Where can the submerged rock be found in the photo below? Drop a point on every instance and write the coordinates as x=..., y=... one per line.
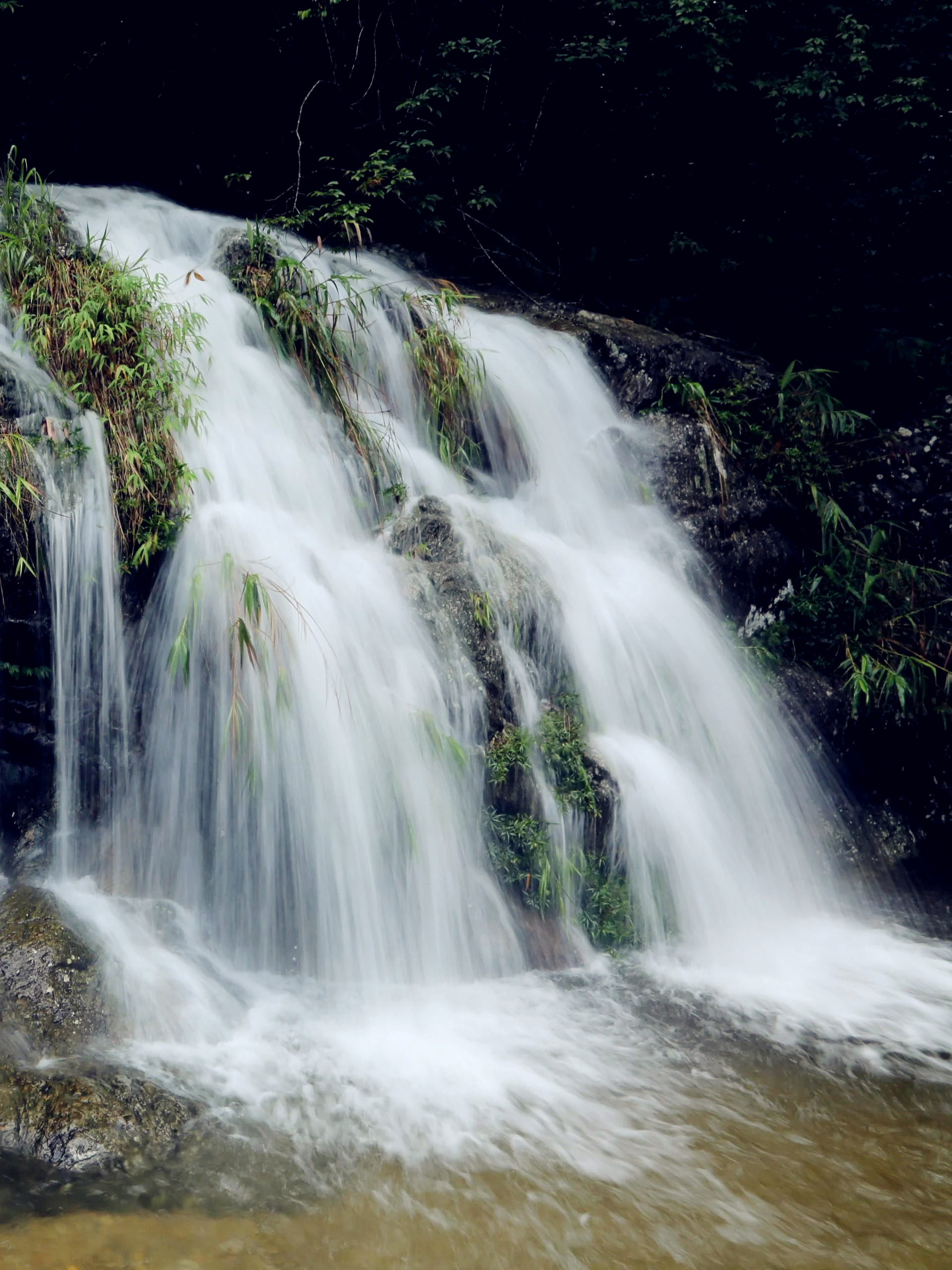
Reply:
x=51, y=988
x=84, y=1118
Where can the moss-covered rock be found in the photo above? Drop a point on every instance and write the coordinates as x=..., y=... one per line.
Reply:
x=84, y=1118
x=51, y=990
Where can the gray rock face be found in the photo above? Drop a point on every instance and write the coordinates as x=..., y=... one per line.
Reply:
x=442, y=586
x=74, y=1115
x=746, y=535
x=636, y=360
x=50, y=982
x=83, y=1118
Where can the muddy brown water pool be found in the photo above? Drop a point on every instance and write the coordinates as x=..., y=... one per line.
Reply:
x=789, y=1166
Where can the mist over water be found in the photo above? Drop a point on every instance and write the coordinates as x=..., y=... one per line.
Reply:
x=301, y=925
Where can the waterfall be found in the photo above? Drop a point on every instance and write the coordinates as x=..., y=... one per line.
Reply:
x=341, y=942
x=78, y=541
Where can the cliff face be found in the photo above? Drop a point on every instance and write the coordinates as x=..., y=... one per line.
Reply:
x=758, y=548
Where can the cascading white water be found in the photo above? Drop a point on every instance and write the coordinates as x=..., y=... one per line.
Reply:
x=91, y=683
x=330, y=835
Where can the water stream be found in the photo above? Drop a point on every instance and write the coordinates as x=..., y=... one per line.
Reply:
x=302, y=928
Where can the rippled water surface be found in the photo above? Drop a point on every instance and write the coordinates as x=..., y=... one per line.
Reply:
x=726, y=1152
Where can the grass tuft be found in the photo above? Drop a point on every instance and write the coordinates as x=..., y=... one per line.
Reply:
x=111, y=342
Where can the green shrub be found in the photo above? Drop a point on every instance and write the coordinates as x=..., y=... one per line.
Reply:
x=115, y=346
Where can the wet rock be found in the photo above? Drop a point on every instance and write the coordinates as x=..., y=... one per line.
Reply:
x=446, y=592
x=51, y=992
x=26, y=661
x=747, y=538
x=85, y=1118
x=234, y=257
x=636, y=360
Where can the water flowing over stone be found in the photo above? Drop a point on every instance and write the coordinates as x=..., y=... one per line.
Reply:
x=291, y=883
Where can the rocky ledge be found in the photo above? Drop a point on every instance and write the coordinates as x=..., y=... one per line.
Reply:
x=62, y=1112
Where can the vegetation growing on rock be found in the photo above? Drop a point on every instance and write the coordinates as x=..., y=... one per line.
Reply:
x=50, y=981
x=873, y=605
x=115, y=346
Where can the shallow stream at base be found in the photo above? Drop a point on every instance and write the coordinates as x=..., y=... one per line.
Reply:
x=710, y=1150
x=774, y=1090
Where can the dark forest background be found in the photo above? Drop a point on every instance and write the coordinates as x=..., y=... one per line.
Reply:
x=777, y=176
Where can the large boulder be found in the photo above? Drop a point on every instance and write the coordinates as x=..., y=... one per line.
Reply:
x=636, y=360
x=51, y=991
x=80, y=1118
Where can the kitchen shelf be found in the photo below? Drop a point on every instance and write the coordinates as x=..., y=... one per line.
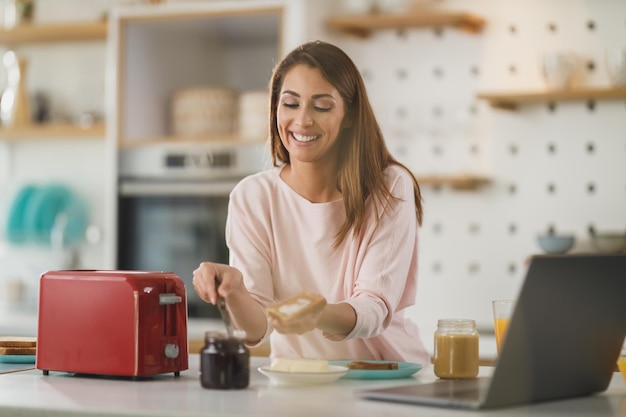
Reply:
x=125, y=143
x=51, y=131
x=511, y=100
x=53, y=32
x=363, y=25
x=457, y=182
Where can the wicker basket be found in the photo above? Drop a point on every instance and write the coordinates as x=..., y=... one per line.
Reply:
x=253, y=115
x=204, y=111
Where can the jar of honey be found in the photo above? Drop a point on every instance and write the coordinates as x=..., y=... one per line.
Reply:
x=456, y=349
x=225, y=361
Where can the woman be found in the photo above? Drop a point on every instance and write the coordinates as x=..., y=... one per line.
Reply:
x=337, y=216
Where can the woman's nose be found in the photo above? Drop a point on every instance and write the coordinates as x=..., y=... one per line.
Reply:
x=304, y=117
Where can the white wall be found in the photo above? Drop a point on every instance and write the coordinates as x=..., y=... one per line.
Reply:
x=475, y=245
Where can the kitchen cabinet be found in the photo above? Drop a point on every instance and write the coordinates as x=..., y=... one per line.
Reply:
x=363, y=25
x=29, y=34
x=511, y=100
x=160, y=51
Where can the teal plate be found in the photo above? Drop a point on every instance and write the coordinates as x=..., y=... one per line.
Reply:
x=405, y=370
x=17, y=358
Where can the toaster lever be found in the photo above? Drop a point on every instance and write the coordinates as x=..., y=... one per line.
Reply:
x=169, y=298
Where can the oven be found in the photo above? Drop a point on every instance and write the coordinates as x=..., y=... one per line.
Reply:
x=172, y=206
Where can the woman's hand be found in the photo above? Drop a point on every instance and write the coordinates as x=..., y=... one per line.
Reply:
x=305, y=324
x=210, y=278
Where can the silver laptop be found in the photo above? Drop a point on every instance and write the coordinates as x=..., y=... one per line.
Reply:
x=563, y=340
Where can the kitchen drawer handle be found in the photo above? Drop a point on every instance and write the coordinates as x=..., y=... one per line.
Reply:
x=169, y=298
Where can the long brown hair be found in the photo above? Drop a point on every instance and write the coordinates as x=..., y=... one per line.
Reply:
x=363, y=155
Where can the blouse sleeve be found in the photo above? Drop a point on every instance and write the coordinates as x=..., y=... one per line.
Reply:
x=386, y=280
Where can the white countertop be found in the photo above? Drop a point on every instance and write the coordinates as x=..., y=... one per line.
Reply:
x=30, y=393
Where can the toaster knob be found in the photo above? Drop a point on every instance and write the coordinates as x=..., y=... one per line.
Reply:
x=171, y=351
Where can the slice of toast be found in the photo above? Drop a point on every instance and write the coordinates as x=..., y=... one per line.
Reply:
x=18, y=350
x=294, y=308
x=18, y=341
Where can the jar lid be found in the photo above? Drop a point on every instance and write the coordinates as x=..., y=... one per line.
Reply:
x=456, y=323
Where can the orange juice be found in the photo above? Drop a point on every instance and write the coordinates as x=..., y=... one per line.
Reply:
x=500, y=326
x=621, y=363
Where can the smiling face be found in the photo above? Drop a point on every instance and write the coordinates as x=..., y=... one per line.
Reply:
x=310, y=116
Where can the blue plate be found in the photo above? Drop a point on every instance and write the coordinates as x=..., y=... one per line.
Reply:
x=17, y=358
x=405, y=370
x=16, y=227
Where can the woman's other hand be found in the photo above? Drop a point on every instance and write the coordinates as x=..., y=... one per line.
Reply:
x=210, y=278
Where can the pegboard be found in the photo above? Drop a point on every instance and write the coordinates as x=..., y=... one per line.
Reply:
x=553, y=165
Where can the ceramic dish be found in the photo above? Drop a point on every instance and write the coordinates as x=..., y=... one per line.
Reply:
x=405, y=370
x=304, y=378
x=17, y=358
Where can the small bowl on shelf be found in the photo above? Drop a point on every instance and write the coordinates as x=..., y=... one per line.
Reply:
x=608, y=242
x=555, y=244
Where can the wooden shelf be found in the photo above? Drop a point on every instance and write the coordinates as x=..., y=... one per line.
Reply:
x=51, y=131
x=46, y=33
x=125, y=143
x=511, y=100
x=363, y=25
x=460, y=182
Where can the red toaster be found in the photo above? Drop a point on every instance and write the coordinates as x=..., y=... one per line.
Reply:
x=122, y=323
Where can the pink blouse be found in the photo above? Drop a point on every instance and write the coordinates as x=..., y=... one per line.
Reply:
x=282, y=243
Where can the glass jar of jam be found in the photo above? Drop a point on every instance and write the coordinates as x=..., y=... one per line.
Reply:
x=456, y=349
x=224, y=361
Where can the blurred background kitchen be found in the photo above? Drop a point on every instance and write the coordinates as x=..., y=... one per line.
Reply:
x=124, y=124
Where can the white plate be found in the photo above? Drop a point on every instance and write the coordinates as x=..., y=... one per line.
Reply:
x=304, y=378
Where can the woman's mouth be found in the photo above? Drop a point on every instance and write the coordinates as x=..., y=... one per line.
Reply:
x=304, y=138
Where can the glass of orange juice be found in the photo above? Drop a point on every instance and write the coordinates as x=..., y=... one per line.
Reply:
x=621, y=362
x=502, y=312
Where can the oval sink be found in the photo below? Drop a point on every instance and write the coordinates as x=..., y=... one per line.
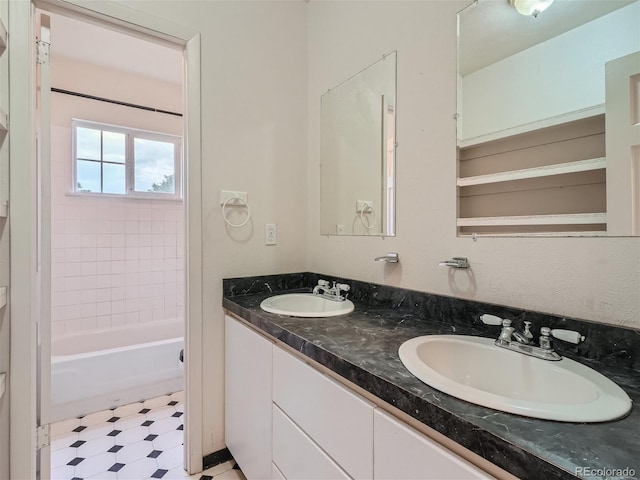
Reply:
x=306, y=305
x=476, y=370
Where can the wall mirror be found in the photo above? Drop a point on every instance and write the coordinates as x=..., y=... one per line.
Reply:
x=357, y=158
x=548, y=119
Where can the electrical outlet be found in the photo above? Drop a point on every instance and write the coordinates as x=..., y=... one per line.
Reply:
x=270, y=234
x=363, y=205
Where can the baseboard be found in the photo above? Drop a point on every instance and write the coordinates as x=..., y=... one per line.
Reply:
x=216, y=458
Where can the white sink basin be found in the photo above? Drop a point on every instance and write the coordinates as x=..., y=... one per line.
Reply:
x=305, y=305
x=476, y=370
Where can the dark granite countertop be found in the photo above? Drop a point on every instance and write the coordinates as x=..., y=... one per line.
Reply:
x=363, y=347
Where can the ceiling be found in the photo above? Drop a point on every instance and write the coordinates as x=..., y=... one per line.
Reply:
x=492, y=29
x=95, y=44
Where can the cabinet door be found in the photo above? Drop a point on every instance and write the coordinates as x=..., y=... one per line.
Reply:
x=337, y=419
x=248, y=399
x=402, y=453
x=296, y=456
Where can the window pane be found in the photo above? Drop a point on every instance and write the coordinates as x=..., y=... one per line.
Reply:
x=88, y=143
x=113, y=181
x=154, y=166
x=88, y=176
x=113, y=147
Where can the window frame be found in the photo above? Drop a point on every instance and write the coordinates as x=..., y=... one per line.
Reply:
x=131, y=134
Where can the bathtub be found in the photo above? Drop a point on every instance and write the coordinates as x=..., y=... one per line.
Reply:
x=98, y=370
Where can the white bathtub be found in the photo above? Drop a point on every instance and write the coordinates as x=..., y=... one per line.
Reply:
x=104, y=369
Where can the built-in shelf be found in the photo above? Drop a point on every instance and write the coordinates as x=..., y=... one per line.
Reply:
x=3, y=37
x=537, y=172
x=537, y=125
x=564, y=219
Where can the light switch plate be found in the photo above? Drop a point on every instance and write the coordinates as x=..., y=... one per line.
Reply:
x=270, y=234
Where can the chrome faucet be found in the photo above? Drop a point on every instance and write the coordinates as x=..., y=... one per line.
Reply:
x=390, y=257
x=521, y=342
x=331, y=293
x=455, y=262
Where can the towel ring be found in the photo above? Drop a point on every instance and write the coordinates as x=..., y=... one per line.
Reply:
x=366, y=224
x=224, y=214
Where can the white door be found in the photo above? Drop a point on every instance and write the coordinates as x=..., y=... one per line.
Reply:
x=43, y=173
x=623, y=145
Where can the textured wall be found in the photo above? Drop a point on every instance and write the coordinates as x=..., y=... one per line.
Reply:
x=115, y=261
x=591, y=278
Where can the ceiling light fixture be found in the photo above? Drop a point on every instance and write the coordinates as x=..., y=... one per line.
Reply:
x=530, y=7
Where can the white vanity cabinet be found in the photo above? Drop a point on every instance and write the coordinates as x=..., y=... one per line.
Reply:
x=337, y=420
x=248, y=399
x=402, y=453
x=285, y=420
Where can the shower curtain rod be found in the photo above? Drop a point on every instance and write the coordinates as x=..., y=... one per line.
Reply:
x=116, y=102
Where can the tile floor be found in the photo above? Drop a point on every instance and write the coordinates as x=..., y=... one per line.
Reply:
x=138, y=441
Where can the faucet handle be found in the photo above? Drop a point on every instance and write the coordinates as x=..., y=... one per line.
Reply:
x=567, y=335
x=489, y=319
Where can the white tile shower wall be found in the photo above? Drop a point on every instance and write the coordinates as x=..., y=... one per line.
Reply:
x=115, y=261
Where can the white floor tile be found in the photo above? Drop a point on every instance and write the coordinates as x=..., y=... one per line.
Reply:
x=231, y=475
x=218, y=469
x=180, y=473
x=63, y=441
x=131, y=421
x=134, y=451
x=64, y=472
x=139, y=469
x=62, y=457
x=127, y=450
x=132, y=435
x=171, y=458
x=95, y=431
x=95, y=418
x=178, y=396
x=95, y=464
x=161, y=412
x=95, y=447
x=64, y=426
x=165, y=425
x=104, y=476
x=128, y=410
x=157, y=402
x=168, y=440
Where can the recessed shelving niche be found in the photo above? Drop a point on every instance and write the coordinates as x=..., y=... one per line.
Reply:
x=546, y=181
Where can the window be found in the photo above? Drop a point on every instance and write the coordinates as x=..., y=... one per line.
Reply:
x=123, y=161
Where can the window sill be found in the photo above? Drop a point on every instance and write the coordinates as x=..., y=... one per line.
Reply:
x=131, y=196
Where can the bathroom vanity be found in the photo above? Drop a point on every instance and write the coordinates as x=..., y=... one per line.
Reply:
x=330, y=396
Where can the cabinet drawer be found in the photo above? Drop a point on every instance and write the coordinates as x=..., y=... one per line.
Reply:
x=296, y=456
x=337, y=419
x=248, y=399
x=402, y=453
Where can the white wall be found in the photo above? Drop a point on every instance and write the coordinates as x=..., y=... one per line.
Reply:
x=264, y=67
x=4, y=257
x=591, y=278
x=562, y=75
x=115, y=261
x=254, y=139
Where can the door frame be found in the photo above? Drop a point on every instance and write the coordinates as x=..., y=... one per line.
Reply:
x=23, y=219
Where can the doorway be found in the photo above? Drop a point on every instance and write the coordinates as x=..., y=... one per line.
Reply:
x=80, y=309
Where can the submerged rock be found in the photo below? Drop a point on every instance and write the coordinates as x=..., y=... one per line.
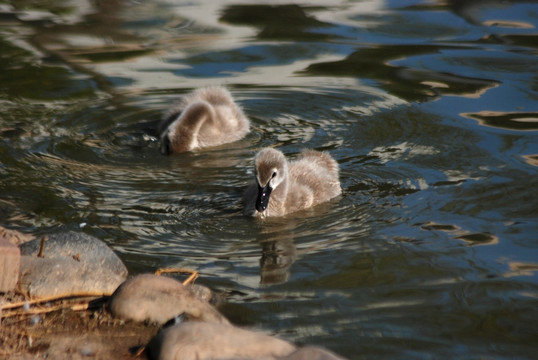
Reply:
x=159, y=299
x=204, y=341
x=72, y=263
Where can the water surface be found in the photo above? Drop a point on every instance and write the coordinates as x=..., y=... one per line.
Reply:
x=430, y=108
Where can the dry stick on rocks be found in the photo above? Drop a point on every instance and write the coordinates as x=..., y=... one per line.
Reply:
x=189, y=280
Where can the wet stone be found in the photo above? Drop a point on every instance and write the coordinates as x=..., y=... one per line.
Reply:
x=201, y=340
x=72, y=263
x=159, y=299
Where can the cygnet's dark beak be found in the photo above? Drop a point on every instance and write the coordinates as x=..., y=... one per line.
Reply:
x=263, y=197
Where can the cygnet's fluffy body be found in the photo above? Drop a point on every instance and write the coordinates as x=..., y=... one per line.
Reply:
x=206, y=117
x=284, y=187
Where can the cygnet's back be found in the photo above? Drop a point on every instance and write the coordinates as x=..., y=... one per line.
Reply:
x=206, y=117
x=282, y=188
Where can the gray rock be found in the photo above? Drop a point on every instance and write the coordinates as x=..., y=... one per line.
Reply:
x=159, y=299
x=71, y=263
x=204, y=341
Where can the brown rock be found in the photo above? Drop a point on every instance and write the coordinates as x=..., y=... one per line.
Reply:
x=204, y=341
x=159, y=299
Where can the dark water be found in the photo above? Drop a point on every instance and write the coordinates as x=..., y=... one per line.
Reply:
x=430, y=107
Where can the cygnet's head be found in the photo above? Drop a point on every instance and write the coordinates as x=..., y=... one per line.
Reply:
x=271, y=169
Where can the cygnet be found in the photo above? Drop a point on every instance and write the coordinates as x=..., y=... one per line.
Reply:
x=206, y=117
x=284, y=187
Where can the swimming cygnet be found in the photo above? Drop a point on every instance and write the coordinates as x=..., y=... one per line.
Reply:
x=206, y=117
x=283, y=187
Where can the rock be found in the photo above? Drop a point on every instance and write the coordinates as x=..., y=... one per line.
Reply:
x=72, y=263
x=10, y=260
x=204, y=341
x=312, y=353
x=203, y=293
x=15, y=237
x=158, y=299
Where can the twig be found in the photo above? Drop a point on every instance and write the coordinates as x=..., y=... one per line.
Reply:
x=54, y=298
x=189, y=280
x=41, y=247
x=75, y=307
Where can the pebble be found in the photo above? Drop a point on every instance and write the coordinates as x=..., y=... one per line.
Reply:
x=158, y=299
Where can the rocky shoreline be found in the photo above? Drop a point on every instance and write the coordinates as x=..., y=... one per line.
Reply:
x=72, y=298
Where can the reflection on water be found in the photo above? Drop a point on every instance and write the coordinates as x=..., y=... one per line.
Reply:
x=431, y=250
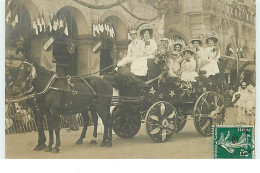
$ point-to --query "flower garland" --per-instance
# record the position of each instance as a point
(100, 7)
(144, 19)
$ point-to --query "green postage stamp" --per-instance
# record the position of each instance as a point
(233, 142)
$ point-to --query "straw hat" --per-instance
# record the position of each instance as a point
(146, 27)
(189, 49)
(164, 39)
(212, 36)
(196, 38)
(133, 32)
(179, 42)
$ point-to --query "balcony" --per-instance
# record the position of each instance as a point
(234, 10)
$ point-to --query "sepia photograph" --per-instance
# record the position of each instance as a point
(130, 79)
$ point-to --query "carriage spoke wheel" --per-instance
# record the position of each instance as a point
(126, 122)
(209, 110)
(160, 121)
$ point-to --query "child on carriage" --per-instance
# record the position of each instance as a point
(139, 66)
(212, 55)
(188, 65)
(133, 50)
(173, 64)
(196, 41)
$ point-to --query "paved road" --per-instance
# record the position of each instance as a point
(186, 144)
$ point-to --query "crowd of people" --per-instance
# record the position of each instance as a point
(185, 61)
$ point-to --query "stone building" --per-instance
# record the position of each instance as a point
(234, 23)
(74, 50)
(232, 20)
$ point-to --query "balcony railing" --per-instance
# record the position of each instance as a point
(233, 10)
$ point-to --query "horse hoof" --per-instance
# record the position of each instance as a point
(108, 144)
(39, 147)
(48, 149)
(103, 144)
(79, 141)
(55, 150)
(93, 142)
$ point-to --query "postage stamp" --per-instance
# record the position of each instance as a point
(236, 142)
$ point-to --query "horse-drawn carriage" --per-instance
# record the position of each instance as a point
(165, 105)
(163, 102)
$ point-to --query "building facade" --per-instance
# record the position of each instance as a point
(232, 20)
(70, 46)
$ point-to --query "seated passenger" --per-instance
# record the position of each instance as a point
(212, 54)
(199, 51)
(133, 50)
(164, 45)
(173, 64)
(188, 66)
(139, 65)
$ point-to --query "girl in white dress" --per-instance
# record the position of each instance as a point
(199, 51)
(174, 64)
(188, 66)
(148, 47)
(212, 55)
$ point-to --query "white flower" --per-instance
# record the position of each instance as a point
(152, 91)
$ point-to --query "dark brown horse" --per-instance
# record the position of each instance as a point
(65, 95)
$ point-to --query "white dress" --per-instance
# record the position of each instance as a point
(200, 56)
(188, 70)
(133, 50)
(139, 65)
(174, 66)
(212, 57)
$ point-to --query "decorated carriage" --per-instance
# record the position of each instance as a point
(166, 104)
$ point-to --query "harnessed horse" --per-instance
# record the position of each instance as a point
(63, 95)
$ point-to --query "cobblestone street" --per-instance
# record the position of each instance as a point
(186, 144)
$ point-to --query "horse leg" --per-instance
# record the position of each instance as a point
(86, 118)
(50, 128)
(40, 127)
(95, 122)
(107, 121)
(109, 142)
(56, 125)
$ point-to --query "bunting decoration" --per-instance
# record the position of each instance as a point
(103, 31)
(53, 24)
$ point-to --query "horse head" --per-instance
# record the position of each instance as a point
(22, 78)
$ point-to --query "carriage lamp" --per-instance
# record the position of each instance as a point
(20, 42)
(71, 48)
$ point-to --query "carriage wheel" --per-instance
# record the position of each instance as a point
(126, 122)
(209, 110)
(181, 122)
(160, 121)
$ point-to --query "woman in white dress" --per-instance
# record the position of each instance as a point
(174, 64)
(139, 65)
(199, 51)
(212, 55)
(188, 66)
(133, 50)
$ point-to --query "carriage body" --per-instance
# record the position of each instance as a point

★ ★ ★ ★ ★

* Problem requirements: Copy the records above exactly, beginning at the line that contains "Where can the baseboard" and stopping after the line that contains "Where can the light".

* Solution to this exercise:
Where can the baseboard be found in the photo above? Drop a point on every instance and write the coordinates as x=..., y=... one per line.
Reply:
x=216, y=458
Where can the white sink basin be found in the photo above? Drop a point on every instance and write the coordinates as x=..., y=... one per line.
Reply:
x=305, y=305
x=476, y=370
Where can the dark granite countertop be found in the photo above? Drop a point on every instance and write the coordinates as x=..., y=... one per line.
Reply:
x=363, y=347
Where can the ceiling be found in the photo above? Drop a point on every instance and write the coordinates as x=..., y=... one per line.
Reply:
x=492, y=29
x=95, y=44
Where can the cabinet door be found in the photo above? Drop a point on every instance and write the coordinates as x=..., y=... one per line.
Reply:
x=337, y=419
x=248, y=399
x=402, y=453
x=296, y=456
Where can the window pane be found in the photo above? Drop a point on every instance and write the coordinates as x=..., y=... one per line.
Reply:
x=88, y=143
x=113, y=181
x=154, y=166
x=88, y=176
x=113, y=147
Where can the window frame be found in the photo above? Drop a point on every instance and write the coordinates as x=..., y=... one per line.
Reply:
x=131, y=134
Where can the bathtub be found in the photo above? Drop a point on every instance and write the coordinates as x=..., y=... one per line.
Reply:
x=98, y=370
Where can the white bathtub be found in the photo above? Drop a point on every instance and write the coordinates as x=..., y=... one per line.
Reply:
x=104, y=369
Where can the built-in shelf be found in the photo above? Drop a point on every instance and write the coordinates as x=..., y=... one per line.
Reply:
x=3, y=37
x=537, y=172
x=537, y=125
x=564, y=219
Where can the light switch plate be found in the photo above? Drop a point on every instance and write the coordinates as x=..., y=... one per line.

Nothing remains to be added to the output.